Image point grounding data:

********

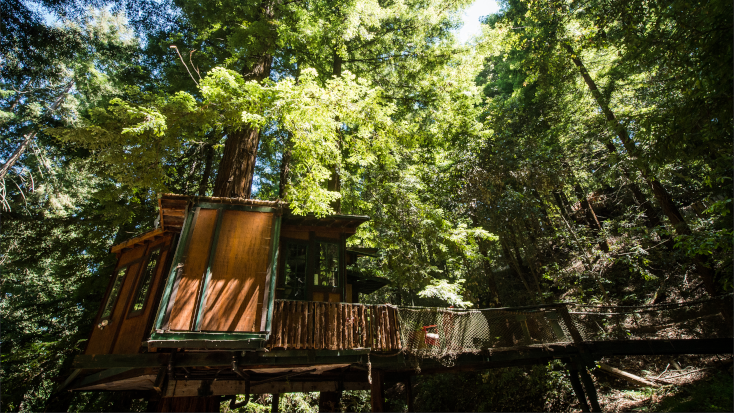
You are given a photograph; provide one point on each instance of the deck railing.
(334, 326)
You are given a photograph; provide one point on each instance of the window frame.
(280, 285)
(135, 313)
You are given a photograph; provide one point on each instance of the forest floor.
(701, 383)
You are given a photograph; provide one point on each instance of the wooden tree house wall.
(208, 277)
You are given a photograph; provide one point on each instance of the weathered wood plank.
(334, 326)
(310, 324)
(363, 325)
(299, 323)
(317, 326)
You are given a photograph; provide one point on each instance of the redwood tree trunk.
(237, 167)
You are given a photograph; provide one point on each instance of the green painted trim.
(185, 335)
(208, 275)
(91, 379)
(182, 244)
(212, 344)
(209, 205)
(273, 273)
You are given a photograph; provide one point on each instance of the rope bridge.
(447, 332)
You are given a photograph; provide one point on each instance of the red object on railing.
(430, 338)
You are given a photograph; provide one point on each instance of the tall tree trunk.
(208, 158)
(532, 259)
(670, 209)
(562, 206)
(335, 184)
(512, 262)
(494, 297)
(591, 217)
(27, 139)
(285, 168)
(543, 211)
(237, 167)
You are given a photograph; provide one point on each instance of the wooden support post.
(590, 389)
(409, 394)
(329, 401)
(377, 391)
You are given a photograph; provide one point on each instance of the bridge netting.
(447, 332)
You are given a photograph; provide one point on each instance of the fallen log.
(627, 376)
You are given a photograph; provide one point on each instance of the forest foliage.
(575, 150)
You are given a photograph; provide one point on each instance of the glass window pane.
(295, 271)
(107, 313)
(144, 286)
(327, 265)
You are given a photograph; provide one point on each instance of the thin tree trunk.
(512, 262)
(491, 281)
(591, 217)
(544, 212)
(334, 184)
(29, 137)
(208, 157)
(670, 209)
(285, 168)
(561, 205)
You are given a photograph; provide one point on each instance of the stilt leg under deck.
(573, 375)
(329, 401)
(590, 390)
(377, 391)
(409, 394)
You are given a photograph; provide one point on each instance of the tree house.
(210, 275)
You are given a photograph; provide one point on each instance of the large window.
(327, 265)
(112, 298)
(295, 271)
(145, 283)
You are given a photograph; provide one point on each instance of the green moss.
(710, 395)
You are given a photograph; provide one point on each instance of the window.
(145, 282)
(110, 305)
(295, 271)
(327, 265)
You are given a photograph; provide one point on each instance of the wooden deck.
(334, 326)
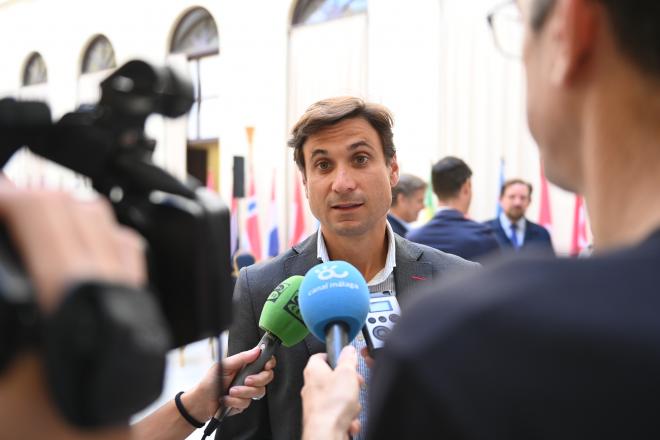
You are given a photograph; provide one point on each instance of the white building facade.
(432, 62)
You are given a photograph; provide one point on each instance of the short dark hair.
(330, 111)
(635, 25)
(448, 176)
(510, 182)
(407, 185)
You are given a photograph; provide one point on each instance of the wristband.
(182, 409)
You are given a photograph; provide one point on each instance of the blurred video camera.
(185, 225)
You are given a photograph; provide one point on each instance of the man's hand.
(204, 400)
(62, 240)
(330, 397)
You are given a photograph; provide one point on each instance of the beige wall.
(432, 62)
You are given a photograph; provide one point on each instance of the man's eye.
(362, 160)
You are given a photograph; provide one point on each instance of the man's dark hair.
(510, 182)
(448, 176)
(333, 110)
(407, 185)
(635, 23)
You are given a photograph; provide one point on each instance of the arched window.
(35, 71)
(99, 56)
(318, 11)
(196, 37)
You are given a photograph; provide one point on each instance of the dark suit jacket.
(451, 232)
(536, 236)
(397, 226)
(539, 348)
(278, 415)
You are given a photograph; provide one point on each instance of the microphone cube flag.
(281, 313)
(334, 292)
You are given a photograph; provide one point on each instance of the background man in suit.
(407, 201)
(449, 230)
(512, 229)
(345, 153)
(550, 348)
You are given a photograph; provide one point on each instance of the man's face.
(347, 180)
(408, 207)
(515, 201)
(551, 108)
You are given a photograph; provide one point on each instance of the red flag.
(545, 215)
(579, 241)
(210, 180)
(298, 229)
(252, 222)
(233, 226)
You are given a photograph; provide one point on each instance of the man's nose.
(343, 181)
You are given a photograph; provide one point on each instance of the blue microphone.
(334, 303)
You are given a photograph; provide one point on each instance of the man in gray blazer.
(344, 150)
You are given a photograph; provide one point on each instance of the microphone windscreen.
(281, 313)
(334, 292)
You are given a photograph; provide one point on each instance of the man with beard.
(551, 348)
(512, 229)
(345, 152)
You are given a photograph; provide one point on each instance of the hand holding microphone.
(334, 302)
(281, 320)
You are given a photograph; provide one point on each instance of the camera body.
(186, 228)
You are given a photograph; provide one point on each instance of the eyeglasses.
(506, 24)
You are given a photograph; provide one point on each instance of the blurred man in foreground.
(63, 242)
(547, 348)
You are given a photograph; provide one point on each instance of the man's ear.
(304, 179)
(576, 33)
(394, 171)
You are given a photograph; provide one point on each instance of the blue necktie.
(514, 236)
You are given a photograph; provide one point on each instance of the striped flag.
(498, 208)
(233, 227)
(273, 234)
(430, 205)
(252, 222)
(298, 225)
(545, 215)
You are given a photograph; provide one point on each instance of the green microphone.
(281, 320)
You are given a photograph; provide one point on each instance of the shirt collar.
(403, 223)
(506, 223)
(390, 261)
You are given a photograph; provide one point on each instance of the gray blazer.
(279, 414)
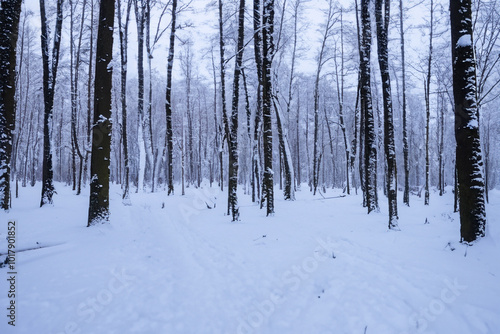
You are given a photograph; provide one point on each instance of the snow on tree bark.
(10, 12)
(427, 86)
(257, 30)
(233, 137)
(123, 35)
(101, 131)
(50, 66)
(370, 147)
(406, 194)
(382, 21)
(469, 161)
(267, 56)
(168, 100)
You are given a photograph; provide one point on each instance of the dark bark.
(257, 27)
(340, 97)
(406, 193)
(370, 147)
(427, 85)
(49, 81)
(233, 139)
(267, 56)
(101, 131)
(168, 100)
(382, 20)
(10, 13)
(123, 35)
(75, 71)
(469, 158)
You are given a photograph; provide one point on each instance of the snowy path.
(318, 266)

********

#### About this exercise:
Your task is to restate, word for word, the line with "on tree bark." and all lines after it, ending with the last line of the data.

#### Task answer:
You are given a photograph; provide one point on each instance of the snow on tree bark.
(10, 12)
(427, 86)
(257, 30)
(233, 137)
(123, 35)
(101, 131)
(50, 66)
(370, 147)
(406, 194)
(382, 21)
(469, 161)
(267, 56)
(168, 100)
You are given a photograph; provide one point on each instance of the dark bark.
(257, 27)
(340, 97)
(406, 193)
(370, 147)
(427, 85)
(49, 81)
(233, 139)
(267, 56)
(101, 131)
(168, 100)
(382, 20)
(10, 13)
(123, 35)
(75, 71)
(469, 158)
You are given a photograph; provide one point on each instance of the snowy path.
(318, 266)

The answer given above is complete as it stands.